* Problem to solve
Can you shift the entries by 25? Start at the line that contains "as point(675, 51).", stop after the line that contains "point(700, 521)", and write out every line in that span, adding 25 to both coordinates of each answer point while leaving the sample point in each "When queried" line as it is.

* The input
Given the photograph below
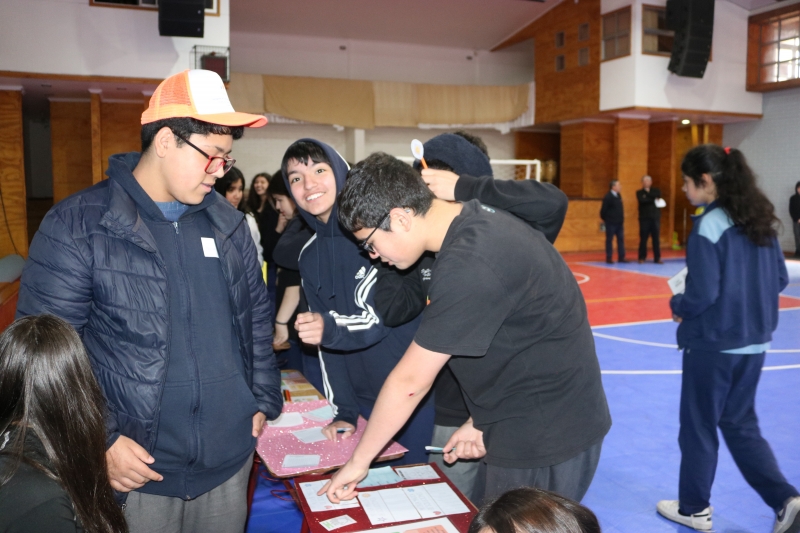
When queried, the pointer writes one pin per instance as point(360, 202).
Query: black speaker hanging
point(181, 18)
point(693, 22)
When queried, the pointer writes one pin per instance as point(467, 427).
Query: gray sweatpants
point(221, 510)
point(570, 479)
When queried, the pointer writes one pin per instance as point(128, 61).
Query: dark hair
point(47, 387)
point(226, 182)
point(302, 151)
point(473, 139)
point(186, 127)
point(278, 186)
point(254, 201)
point(377, 185)
point(737, 192)
point(531, 510)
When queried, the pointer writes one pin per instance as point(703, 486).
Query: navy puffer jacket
point(94, 263)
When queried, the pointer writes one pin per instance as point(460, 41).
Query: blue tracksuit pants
point(719, 390)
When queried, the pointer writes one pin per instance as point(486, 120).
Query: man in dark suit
point(649, 219)
point(613, 214)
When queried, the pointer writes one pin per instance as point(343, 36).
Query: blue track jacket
point(731, 297)
point(358, 350)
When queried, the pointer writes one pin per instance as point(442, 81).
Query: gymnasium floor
point(629, 311)
point(635, 338)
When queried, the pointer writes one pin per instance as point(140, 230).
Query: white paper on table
point(417, 472)
point(286, 420)
point(320, 414)
point(337, 522)
point(399, 505)
point(300, 461)
point(677, 283)
point(310, 435)
point(376, 510)
point(379, 476)
point(322, 503)
point(447, 500)
point(440, 525)
point(423, 502)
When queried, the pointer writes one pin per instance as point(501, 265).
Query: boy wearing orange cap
point(160, 278)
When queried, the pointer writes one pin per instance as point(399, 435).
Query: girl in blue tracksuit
point(727, 315)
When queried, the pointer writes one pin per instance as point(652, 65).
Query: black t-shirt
point(505, 305)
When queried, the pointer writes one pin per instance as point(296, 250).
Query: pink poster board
point(275, 443)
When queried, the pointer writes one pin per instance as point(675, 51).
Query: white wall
point(292, 55)
point(72, 37)
point(644, 81)
point(772, 147)
point(261, 149)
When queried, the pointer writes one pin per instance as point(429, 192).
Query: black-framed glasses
point(365, 244)
point(214, 163)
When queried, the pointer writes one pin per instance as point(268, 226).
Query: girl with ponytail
point(727, 315)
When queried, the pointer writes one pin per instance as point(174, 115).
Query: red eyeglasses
point(214, 163)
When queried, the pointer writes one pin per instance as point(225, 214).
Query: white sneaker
point(788, 520)
point(700, 521)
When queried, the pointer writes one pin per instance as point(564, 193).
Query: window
point(583, 57)
point(656, 37)
point(617, 33)
point(583, 32)
point(211, 6)
point(779, 51)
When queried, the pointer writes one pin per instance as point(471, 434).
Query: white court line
point(674, 372)
point(608, 267)
point(673, 346)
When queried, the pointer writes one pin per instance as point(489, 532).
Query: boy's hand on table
point(310, 327)
point(281, 334)
point(330, 431)
point(441, 182)
point(342, 486)
point(468, 444)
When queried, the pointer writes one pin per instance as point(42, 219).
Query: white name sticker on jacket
point(209, 248)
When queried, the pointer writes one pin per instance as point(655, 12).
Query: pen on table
point(437, 449)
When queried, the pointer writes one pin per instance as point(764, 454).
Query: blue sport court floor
point(628, 309)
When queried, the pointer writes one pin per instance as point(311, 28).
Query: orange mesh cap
point(198, 94)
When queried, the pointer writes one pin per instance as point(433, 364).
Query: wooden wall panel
point(581, 229)
point(574, 92)
point(630, 146)
point(681, 206)
point(598, 164)
point(537, 145)
point(661, 167)
point(97, 138)
point(71, 140)
point(14, 225)
point(572, 157)
point(121, 130)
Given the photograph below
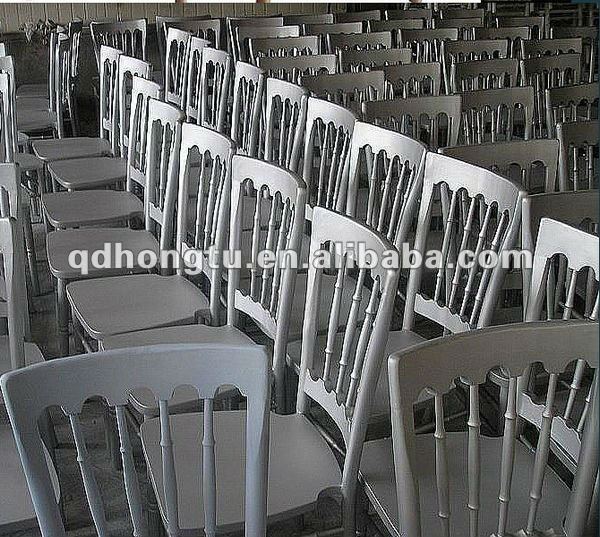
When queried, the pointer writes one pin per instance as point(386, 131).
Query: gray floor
point(76, 513)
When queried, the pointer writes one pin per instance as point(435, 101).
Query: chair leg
point(30, 248)
point(62, 317)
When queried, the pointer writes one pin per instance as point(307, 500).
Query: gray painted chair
point(302, 465)
point(293, 68)
point(208, 83)
point(497, 114)
point(17, 512)
point(465, 483)
point(531, 163)
point(176, 66)
point(285, 112)
point(366, 60)
point(121, 304)
point(127, 36)
point(69, 382)
point(433, 120)
point(247, 33)
point(347, 89)
point(265, 296)
point(547, 72)
point(484, 74)
point(65, 210)
point(323, 150)
point(571, 103)
point(337, 43)
point(283, 46)
point(413, 80)
point(246, 115)
point(578, 156)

* Full output
When queried, the pointer writes one pin per instance as point(675, 51).
Query: white wall
point(317, 80)
point(97, 62)
point(669, 106)
point(797, 172)
point(286, 174)
When queried, the pointer writes one pin per instance as point(429, 192).
Query: black-framed glasses
point(390, 269)
point(239, 188)
When queried, the pointer writes one pin per instance as point(268, 226).
Query: girl with ponytail
point(752, 340)
When queried, the pointer writes one pin per instance as point(174, 115).
Query: red eyeglasses
point(239, 188)
When queried, the pointer writes one pin per instance as point(225, 214).
Query: white sneaker
point(813, 545)
point(725, 546)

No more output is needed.